TASK INPUTS —
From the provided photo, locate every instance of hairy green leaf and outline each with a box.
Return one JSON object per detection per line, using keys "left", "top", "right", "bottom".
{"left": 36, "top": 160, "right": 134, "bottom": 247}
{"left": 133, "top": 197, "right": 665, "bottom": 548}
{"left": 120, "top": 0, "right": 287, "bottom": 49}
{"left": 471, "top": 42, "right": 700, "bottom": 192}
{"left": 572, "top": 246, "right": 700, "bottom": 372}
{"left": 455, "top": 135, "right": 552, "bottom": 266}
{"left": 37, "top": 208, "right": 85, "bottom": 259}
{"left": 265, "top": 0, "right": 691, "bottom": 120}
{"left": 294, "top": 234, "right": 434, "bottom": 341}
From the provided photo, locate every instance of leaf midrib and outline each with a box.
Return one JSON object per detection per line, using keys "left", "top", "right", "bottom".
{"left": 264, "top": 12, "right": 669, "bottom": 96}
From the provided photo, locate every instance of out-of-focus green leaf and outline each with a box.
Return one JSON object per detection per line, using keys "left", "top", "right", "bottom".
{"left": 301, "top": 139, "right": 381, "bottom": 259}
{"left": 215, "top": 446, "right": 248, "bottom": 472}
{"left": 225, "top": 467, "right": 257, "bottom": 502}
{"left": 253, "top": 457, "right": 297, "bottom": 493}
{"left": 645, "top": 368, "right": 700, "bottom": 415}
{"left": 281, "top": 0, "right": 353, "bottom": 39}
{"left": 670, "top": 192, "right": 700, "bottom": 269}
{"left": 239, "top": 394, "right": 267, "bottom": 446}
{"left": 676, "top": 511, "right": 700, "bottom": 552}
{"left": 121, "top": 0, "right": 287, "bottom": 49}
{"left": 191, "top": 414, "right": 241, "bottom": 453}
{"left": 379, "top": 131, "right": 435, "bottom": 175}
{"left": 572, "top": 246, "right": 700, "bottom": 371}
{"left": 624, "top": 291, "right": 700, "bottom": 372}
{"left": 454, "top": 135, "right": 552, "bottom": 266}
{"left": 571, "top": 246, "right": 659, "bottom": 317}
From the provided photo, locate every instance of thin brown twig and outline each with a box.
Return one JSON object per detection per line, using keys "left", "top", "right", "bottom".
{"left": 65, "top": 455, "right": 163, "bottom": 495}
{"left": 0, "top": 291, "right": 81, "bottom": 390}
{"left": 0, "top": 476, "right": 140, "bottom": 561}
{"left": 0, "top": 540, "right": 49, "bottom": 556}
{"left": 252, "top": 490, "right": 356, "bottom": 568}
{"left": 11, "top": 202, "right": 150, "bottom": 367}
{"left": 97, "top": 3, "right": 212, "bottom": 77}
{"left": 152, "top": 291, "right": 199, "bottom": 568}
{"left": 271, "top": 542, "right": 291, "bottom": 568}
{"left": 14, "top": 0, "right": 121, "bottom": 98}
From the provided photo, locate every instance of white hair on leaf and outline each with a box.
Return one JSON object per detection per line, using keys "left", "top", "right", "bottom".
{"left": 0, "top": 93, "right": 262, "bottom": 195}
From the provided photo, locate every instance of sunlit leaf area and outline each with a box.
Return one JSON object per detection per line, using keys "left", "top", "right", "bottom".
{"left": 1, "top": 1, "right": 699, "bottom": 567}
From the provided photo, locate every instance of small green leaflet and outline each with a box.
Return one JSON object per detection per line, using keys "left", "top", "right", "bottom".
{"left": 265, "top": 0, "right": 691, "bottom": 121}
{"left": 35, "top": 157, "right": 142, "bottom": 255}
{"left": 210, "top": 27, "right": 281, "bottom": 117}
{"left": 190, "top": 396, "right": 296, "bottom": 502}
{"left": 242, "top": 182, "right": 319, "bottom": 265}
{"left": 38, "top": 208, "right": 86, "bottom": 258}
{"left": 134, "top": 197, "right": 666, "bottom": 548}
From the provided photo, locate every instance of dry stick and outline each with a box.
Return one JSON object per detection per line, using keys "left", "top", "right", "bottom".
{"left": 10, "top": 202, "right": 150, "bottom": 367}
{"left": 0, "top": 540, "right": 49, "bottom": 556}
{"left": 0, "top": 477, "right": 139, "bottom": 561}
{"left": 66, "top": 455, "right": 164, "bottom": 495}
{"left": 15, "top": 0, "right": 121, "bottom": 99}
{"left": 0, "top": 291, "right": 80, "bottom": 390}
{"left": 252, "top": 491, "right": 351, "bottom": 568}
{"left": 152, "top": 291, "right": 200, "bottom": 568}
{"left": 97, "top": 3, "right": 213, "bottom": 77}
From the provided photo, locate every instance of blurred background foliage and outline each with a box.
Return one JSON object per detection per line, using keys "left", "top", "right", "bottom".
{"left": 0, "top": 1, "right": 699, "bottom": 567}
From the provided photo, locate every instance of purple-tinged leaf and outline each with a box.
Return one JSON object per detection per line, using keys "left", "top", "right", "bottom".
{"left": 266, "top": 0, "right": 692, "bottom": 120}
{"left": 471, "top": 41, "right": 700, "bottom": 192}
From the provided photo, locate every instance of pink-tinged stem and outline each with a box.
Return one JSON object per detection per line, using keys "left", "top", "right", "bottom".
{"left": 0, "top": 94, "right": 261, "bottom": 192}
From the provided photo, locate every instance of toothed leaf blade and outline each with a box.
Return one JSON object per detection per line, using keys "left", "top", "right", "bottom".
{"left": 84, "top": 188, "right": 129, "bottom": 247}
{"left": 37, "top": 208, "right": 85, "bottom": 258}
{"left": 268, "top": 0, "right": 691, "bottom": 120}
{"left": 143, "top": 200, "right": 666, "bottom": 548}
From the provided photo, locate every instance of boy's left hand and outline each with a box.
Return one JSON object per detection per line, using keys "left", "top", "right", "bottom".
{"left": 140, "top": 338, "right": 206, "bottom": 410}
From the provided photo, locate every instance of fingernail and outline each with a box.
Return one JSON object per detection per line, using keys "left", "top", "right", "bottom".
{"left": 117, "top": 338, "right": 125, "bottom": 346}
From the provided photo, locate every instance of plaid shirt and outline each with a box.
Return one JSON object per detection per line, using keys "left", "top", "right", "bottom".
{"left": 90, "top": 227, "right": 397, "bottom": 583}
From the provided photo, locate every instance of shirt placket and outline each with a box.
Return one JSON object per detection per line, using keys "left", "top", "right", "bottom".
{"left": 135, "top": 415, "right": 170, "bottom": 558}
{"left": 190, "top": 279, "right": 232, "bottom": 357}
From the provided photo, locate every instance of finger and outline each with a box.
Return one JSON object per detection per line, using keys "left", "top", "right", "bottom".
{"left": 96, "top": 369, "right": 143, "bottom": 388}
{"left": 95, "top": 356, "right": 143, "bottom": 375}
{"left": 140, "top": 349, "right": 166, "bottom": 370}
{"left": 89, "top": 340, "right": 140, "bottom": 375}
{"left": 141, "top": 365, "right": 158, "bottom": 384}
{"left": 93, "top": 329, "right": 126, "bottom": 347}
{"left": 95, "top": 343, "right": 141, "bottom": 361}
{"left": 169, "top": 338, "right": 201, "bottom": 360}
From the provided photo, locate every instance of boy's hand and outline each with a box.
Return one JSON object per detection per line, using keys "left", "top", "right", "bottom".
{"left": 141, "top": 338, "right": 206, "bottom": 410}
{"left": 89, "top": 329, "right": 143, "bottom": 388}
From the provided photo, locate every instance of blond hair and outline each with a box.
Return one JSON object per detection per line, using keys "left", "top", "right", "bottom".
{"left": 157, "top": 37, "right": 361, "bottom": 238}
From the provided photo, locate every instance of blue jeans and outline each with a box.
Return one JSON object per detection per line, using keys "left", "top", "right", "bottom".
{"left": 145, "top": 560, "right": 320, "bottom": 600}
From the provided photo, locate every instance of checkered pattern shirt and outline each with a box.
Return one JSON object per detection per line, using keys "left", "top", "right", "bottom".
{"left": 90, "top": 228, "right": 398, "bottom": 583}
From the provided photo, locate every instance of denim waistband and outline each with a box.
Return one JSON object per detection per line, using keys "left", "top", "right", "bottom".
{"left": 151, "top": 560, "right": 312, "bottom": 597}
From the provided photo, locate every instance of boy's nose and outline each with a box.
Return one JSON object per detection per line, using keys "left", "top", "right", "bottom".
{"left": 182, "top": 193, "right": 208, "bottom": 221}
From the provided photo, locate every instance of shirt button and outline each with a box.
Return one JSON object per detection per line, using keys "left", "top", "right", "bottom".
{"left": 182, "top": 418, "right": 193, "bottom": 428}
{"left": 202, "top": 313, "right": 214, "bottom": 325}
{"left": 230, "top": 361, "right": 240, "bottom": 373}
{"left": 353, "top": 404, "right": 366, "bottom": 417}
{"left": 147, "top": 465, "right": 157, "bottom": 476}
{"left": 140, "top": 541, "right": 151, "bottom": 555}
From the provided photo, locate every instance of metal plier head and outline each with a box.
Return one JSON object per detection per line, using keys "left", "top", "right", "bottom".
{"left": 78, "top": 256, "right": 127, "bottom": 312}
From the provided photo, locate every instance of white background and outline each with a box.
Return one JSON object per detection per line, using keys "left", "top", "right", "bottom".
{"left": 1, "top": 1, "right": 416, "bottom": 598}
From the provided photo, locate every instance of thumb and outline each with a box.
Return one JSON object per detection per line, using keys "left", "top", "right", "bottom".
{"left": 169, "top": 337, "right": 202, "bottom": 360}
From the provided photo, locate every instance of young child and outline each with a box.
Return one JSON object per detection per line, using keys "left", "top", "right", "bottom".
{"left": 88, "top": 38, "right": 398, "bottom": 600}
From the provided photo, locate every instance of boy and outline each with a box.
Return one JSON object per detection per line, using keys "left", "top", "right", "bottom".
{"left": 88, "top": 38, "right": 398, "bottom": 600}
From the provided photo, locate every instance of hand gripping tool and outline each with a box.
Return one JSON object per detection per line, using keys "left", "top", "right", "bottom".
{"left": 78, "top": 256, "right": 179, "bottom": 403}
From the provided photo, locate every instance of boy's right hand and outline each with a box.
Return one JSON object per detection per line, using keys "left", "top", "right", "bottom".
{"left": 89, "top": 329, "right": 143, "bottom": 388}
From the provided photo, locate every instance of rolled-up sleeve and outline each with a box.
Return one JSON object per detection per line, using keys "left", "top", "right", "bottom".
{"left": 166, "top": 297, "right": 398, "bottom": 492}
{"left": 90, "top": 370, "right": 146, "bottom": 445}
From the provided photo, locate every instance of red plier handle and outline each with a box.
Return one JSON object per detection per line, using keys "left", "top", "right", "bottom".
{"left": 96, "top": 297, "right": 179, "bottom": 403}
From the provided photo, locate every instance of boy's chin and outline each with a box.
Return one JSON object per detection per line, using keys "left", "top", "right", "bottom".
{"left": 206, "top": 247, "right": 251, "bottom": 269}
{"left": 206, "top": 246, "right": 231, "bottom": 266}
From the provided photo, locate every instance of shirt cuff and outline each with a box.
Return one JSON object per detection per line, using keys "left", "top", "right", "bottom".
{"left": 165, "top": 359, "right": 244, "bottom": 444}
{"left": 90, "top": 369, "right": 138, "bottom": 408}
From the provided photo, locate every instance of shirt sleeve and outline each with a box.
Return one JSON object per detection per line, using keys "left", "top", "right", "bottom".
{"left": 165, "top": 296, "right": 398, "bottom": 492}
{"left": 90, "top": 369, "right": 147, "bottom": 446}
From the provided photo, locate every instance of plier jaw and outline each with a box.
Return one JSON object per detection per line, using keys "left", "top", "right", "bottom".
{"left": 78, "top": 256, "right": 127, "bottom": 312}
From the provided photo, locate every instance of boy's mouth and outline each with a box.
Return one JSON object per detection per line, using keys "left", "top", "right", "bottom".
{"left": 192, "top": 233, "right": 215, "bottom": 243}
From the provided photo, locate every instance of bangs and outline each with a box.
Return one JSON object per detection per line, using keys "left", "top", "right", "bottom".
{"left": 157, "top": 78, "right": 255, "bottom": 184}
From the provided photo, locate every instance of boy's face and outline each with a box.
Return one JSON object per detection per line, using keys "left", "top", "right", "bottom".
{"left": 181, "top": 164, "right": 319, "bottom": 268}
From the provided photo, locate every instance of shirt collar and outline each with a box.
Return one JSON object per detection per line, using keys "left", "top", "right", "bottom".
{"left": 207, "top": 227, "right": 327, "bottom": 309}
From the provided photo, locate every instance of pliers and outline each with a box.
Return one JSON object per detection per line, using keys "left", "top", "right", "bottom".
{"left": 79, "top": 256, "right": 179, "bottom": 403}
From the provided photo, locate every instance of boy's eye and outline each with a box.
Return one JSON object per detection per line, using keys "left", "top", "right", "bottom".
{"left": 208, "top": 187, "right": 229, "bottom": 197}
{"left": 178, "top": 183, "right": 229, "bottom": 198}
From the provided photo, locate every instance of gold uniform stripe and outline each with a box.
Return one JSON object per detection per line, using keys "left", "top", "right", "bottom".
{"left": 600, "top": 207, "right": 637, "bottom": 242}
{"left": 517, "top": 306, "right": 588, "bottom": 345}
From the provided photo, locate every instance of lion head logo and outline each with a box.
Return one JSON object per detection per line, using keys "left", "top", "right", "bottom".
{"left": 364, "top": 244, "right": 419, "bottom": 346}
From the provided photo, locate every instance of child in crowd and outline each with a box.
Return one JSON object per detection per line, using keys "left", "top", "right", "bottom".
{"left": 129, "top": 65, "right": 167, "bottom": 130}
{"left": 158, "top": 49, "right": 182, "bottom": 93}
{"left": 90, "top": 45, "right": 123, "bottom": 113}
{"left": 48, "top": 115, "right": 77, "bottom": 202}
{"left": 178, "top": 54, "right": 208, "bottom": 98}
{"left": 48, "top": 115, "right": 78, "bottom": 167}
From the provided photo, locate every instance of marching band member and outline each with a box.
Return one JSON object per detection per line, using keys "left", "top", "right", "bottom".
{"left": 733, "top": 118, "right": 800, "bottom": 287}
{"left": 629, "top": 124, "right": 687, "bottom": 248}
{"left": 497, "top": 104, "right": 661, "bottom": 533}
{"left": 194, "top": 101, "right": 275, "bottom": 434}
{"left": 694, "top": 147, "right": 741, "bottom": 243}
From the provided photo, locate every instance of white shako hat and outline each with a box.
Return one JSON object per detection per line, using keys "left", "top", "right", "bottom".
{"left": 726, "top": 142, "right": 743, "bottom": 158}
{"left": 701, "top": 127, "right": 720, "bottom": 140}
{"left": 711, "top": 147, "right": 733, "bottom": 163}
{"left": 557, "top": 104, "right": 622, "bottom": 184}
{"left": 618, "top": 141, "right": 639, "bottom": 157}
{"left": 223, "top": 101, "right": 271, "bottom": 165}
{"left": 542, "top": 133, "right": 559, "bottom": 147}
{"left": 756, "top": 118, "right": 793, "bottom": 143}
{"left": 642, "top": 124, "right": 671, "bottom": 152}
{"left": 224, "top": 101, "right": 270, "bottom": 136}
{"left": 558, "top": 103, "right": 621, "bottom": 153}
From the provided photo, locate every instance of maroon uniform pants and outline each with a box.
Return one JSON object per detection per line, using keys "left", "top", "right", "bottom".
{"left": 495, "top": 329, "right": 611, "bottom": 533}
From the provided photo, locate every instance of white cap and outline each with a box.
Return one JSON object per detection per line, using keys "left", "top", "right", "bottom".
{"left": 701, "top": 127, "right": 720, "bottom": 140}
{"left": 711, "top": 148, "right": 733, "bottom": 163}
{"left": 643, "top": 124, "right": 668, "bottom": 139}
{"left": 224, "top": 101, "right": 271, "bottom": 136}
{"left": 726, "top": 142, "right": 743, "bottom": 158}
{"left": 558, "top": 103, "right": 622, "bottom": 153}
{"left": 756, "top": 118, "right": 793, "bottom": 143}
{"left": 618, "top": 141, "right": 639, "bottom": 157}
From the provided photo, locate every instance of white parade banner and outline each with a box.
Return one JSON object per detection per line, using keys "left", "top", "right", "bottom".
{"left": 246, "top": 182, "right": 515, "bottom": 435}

TASK —
From the listing above, pick out every line containing "tinged".

THE ANSWER —
From the provided photo, locate every instance of purple-tinged leaf and outline each with a box.
From the provided photo, locate every instance of pink-tinged stem and outline each with a box.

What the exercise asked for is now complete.